LEBANON — Four months into her tenure as executive director at AVA Gallery and Art Center, Heidi Reynolds felt like she was starting to get her feet under her.
The nonprofit art center’s board had just approved a new five-year strategic plan and Reynolds was just at the point where she felt able to look past the day-to-day details of steering the ship toward the horizon.
That was in March 2020. What happened next is well-known. AVA closed on March 18 last year, emptying out its giant headquarters, the former H.W. Carter and Sons clothing factory at 11 Bank St. in Lebanon.
“When I first started here, I knew it was going to be a slog for a while,” Reynolds said Friday. The slog, it turned out, had only just started.
After guiding the Upper Valley’s largest visual arts organization through the pandemic, Reynolds plans to step down. AVA announced Friday that June 30 will be her last day.
“She leaves an organization that is financially stable and that — remarkably — found opportunities for development and growth of new programming and outreach that will have a lasting impact beyond the pandemic,” Alan DiStasio, chair of AVA’s board of directors, said in a statement.
The board hopes to have a new executive director in place by Sept. 1, but that’s not a hard and fast deadline. “I think the most important thing is to find the right individual,” DiStasio said.
Reynolds is leaving for a change of lifestyle. Like many people who worked through the pandemic, she has given thought to her well-being and decided that now is a good time to make a change.
“I don’t have it figured out,” she said. But “I know, for my health, that I need to be doing something other than a desk job.” Last summer, she and partner Peter Bouchard, a business consultant who used to work at King Arthur Baking Co. in Norwich, planted a big garden, and Reynolds would like to turn it into a farmstand. She also hopes to return to an early interest in photography.
“We’ve got lots of options we’re talking about,” Reynolds said.

TASKS FOR THIS EXERCISE
[A] Name every person identified by name in the article about Heidi Reynolds leaving AVA.
[B] Continue the article about Heidi Reynolds leaving AVA from the point where it stops.
The listing that follows is separate material, unrelated to the article about Heidi Reynolds leaving AVA.

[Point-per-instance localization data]

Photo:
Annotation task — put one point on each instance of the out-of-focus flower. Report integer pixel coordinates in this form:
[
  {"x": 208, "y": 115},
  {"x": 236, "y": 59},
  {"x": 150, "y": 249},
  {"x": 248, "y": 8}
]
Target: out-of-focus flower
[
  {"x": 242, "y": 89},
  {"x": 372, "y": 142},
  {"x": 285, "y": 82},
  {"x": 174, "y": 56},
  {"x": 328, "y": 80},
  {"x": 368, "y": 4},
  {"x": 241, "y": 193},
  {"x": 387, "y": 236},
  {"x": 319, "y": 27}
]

...

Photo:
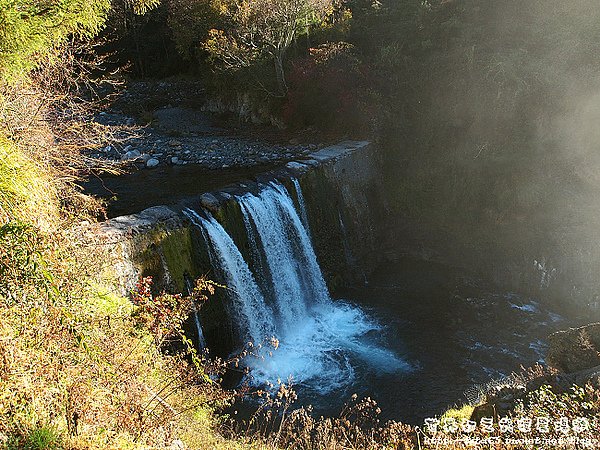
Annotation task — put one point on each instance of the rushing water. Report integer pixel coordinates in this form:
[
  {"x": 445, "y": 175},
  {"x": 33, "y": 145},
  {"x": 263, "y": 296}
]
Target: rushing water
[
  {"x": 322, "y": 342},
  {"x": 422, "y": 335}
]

ANSWERS FOR THIS EXERCISE
[A] Heidi Reynolds, Alan DiStasio, Peter Bouchard

[B]
Reynolds’ departure opens the way for a new leader to execute both the board’s five-year plan and to prepare for AVA’s 50th birthday celebration, in 2023. Founded in a Norwich barn in 1973 as the Alliance for Visual Arts, AVA moved to Hanover, and then in 1990 to its Lebanon home. It has since purchased its building, renovated it and added a sculpture studies building that’s named for former longtime director Bente Torjusen.
In building AVA into a powerhouse during her 30-year tenure, Torjusen set a high standard for an executive director. The organization now comprises art exhibitions, education programs for all ages, a program for people with developmental disabilities, artist studios and, since the onset of the pandemic, virtual art classes, which will likely continue in some form as a way of opening AVA’s doors to more people.
“Being an executive director during COVID has taken a toll,” Reynolds said Friday. But even without the pandemic, leading AVA has been “all-consuming,” she said. Before she started work, on Nov. 1, 2019, she called it “a 100-hour-a-week job.”
It might be too much for one person, both Reynolds and DiStasio acknowledged, and the board is looking into whether AVA might be better served by a different leadership structure.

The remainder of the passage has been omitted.